What is needed:
Write out the entries below once more, exactly.

☆ ☆ ☆ ☆ ☆ ☆ ☆

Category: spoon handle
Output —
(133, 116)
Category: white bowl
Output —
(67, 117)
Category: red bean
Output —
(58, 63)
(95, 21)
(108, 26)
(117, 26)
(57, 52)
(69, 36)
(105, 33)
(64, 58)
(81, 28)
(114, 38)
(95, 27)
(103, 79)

☆ ☆ ☆ ☆ ☆ ☆ ☆

Task result:
Category: spoon handle
Output —
(133, 116)
Category: white bowl
Output —
(67, 117)
Category: red bean
Output —
(58, 63)
(95, 21)
(108, 26)
(117, 26)
(57, 52)
(69, 36)
(105, 33)
(64, 58)
(81, 28)
(114, 38)
(95, 27)
(103, 79)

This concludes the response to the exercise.